• AIM:
Copy out the stretch of the data below from the line containing "The component shall indicate each instance of the small stone" through the end of the data, both ends included. Keep every line in full, but raise each answer coordinate by 108.

_ _ _ _

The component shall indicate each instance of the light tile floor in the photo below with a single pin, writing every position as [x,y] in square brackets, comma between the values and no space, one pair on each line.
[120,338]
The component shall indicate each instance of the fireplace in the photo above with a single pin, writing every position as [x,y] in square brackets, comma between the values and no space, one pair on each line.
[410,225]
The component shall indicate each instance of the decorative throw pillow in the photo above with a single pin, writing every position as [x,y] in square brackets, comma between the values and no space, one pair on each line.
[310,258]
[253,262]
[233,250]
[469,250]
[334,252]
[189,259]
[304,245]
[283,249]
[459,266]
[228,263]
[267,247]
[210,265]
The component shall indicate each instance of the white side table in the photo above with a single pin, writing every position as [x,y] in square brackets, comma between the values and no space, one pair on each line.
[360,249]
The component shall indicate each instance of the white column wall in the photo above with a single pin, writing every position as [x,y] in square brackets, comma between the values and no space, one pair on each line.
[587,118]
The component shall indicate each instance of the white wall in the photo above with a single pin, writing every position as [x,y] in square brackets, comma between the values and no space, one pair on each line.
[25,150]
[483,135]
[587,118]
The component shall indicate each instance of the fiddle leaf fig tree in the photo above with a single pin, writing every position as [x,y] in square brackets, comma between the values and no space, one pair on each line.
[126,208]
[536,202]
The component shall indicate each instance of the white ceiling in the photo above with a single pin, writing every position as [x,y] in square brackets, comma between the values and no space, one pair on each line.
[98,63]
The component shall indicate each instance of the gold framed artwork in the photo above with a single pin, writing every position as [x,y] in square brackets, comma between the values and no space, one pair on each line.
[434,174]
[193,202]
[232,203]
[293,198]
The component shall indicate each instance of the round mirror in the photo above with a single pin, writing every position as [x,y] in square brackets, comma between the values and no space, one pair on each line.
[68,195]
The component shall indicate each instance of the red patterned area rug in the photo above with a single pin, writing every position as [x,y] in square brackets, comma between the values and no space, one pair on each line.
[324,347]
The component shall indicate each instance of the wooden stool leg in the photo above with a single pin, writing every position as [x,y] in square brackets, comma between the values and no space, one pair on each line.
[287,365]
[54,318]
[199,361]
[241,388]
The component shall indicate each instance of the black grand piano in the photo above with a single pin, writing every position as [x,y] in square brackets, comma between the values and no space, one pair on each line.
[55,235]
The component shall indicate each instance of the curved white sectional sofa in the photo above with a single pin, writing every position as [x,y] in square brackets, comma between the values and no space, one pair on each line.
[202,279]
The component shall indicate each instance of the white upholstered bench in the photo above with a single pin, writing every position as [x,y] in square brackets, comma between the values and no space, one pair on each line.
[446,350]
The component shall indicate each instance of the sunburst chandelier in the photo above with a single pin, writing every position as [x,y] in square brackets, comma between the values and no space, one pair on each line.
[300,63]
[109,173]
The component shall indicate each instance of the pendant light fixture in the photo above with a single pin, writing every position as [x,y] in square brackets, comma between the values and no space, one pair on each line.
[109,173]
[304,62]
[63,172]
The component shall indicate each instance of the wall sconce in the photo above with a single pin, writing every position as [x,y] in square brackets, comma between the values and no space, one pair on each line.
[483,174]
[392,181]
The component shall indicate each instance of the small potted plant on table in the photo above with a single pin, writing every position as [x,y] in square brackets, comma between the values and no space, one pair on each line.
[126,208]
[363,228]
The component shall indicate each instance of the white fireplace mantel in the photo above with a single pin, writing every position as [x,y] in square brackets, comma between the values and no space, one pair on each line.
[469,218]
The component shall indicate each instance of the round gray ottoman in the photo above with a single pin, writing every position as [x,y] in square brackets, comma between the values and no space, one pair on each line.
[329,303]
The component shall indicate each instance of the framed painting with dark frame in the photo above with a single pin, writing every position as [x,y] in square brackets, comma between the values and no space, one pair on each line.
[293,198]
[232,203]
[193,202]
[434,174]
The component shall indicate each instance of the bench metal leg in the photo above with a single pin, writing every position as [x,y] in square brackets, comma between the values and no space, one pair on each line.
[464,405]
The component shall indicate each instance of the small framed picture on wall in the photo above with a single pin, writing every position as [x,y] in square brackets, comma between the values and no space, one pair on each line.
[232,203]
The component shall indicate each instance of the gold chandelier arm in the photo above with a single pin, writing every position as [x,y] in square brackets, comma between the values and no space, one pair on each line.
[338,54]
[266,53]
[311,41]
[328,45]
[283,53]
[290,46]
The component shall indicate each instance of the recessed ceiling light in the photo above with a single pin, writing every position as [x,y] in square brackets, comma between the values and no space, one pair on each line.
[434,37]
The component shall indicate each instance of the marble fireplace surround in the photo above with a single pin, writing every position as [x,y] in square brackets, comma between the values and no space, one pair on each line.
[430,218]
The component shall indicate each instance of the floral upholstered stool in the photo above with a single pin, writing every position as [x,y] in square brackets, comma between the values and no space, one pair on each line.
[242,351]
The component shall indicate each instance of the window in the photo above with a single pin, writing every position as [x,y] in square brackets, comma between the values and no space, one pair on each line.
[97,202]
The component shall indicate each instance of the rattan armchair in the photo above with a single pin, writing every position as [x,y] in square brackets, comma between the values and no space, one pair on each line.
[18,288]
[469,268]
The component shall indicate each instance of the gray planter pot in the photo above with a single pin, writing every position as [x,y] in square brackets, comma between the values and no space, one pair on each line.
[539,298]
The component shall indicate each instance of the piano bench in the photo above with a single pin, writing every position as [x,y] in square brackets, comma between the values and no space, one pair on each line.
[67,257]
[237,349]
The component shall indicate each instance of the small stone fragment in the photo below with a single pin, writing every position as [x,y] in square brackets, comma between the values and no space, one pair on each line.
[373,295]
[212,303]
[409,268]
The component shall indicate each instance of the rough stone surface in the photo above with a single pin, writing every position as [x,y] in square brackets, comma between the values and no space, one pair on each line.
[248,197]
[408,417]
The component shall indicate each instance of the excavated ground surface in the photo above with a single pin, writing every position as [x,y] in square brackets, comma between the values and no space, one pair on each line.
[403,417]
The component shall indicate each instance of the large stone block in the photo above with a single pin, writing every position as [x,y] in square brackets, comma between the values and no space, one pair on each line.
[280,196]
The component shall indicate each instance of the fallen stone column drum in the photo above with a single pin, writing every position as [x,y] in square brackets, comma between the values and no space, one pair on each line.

_ _ _ _

• COMPLETE OUTPUT:
The component shall indicate each instance of the small stone fragment in the photo below with a single pin, writing every position as [x,y] in square brackets, comma between the values and no space, one pair on each line.
[481,403]
[320,411]
[517,376]
The component shall indicate each instance of the rough stone surface in the photo above with a single pin, writing every position as [x,y] in square brackets, comma between the values and no space, one pair on each line.
[356,305]
[516,525]
The component shall indicate each instance of the excavated ground surface in the photo above with a single pin, writing every position as [x,y] in square brackets, comma between the values and no space, one pair on each line.
[511,525]
The component shall indicate each instance of the large stone block in the photo above with a single pin, writing every position as [x,y] in square brackets, comma between the values and no space, one pair on each line.
[388,304]
The component shall indicate each instance of the fallen stone column drum in the photo above with a single pin, writing every position as [x,y] in square brackets, comma between the values and no space, one pair on each line.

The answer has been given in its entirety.